■ Extrait de la page
-------
Réalisation Le Lab Le Diplo
Par Giuseppe Gagliano, Président du Centro Studi Strategici Carlo De Cristoforis (Côme, Italie)
La rencontre entre le cheikh Tahnoon ben Zayed, conseiller à la sécurité nationale des Émirats arabes unis et président du fonds souverain MGX, et David Sacks, conseiller principal de la Maison Blanche pour l’intelligence artificielle (IA) et les cryptomonnaies, a marqué un tournant décisif dans la coopération entre Abou Dabi et Washington.
Organisé dans le cadre de la tournée de Donald Trump auprès du Conseil de coopération du Golfe, ce dialogue a mis en lumière l’ambition des Émirats de devenir un leader mondial dans le domaine de l’IA et de la technologie blockchain, tout en renforçant les liens stratégiques avec les États-Unis. À une époque où la technologie redéfinit les dynamiques de pouvoir, l’accord conclu entre Tahnoon et Sacks sur l’IA et les cryptomonnaies pourrait avoir des implications profondes, non seulement pour le Golfe, mais pour l’ensemble du paysage géopolitique.
Un dialogue de haut niveau pour un avenir technologique
Le cheikh Tahnoon, figure centrale de la stratégie de diversification économique des Émirats et responsable de MGX, le fonds souverain dédié à l’innovation technologique, a reçu David Sacks pour discuter de deux sujets clés : l’implémentation des technologies d’IA dans les domaines civils et militaires, et la construction d’une architecture de « crypto-souveraineté » permettant aux Émirats de s’imposer dans le secteur des monnaies numériques. La rencontre, menée dans la discrétion, a donné lieu à un accord préliminaire ouvrant la voie à une coopération plus structurée entre les deux pays sur ces axes stratégiques.
-------
■ Exercices à réaliser
a) Résumez plus brièvement le paragraphe de l'extrait qui commence par « Le cheikh Tahnoon, figure centrale », en gardant ses faits principaux.
b) Recopiez à l'identique le passage de l'extrait qui va de « Réalisation Le Lab » jusqu'à « Dabi et Washington. » inclus.

■ Données
-------
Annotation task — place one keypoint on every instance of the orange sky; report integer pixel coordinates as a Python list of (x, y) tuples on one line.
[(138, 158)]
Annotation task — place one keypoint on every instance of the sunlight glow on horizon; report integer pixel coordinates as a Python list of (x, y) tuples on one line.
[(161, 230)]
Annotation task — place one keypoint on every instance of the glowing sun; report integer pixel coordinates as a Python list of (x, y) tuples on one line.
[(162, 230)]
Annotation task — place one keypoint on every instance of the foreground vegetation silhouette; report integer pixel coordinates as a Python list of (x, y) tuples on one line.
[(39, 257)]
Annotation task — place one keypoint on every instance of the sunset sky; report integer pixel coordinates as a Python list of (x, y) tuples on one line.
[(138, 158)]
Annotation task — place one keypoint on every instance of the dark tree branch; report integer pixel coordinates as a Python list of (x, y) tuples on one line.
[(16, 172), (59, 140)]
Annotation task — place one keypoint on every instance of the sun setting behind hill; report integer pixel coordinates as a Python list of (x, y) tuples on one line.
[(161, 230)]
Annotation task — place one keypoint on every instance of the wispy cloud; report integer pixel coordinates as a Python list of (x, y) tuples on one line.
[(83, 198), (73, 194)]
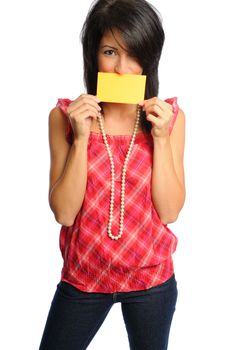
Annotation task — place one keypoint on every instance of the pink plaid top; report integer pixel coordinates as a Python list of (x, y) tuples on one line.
-------
■ Réponses
a) Le cheikh Tahnoon dirige MGX, le fonds souverain consacré à l'innovation technologique, et joue un rôle central dans la diversification économique des Émirats. Il a reçu David Sacks pour parler de deux sujets. Le premier est l'usage de l'IA dans les domaines civils et militaires. Le second est une architecture de « crypto-souveraineté » qui doit permettre aux Émirats de s'imposer dans les monnaies numériques. Cette rencontre discrète a débouché sur un accord préliminaire, qui ouvre la voie à une coopération plus structurée entre les deux pays.

b)
Réalisation Le Lab Le Diplo
Par Giuseppe Gagliano, Président du Centro Studi Strategici Carlo De Cristoforis (Côme, Italie)
La rencontre entre le cheikh Tahnoon ben Zayed, conseiller à la sécurité nationale des Émirats arabes unis et président du fonds souverain MGX, et David Sacks, conseiller principal de la Maison Blanche pour l’intelligence artificielle (IA) et les cryptomonnaies, a marqué un tournant décisif dans la coopération entre Abou Dabi et Washington.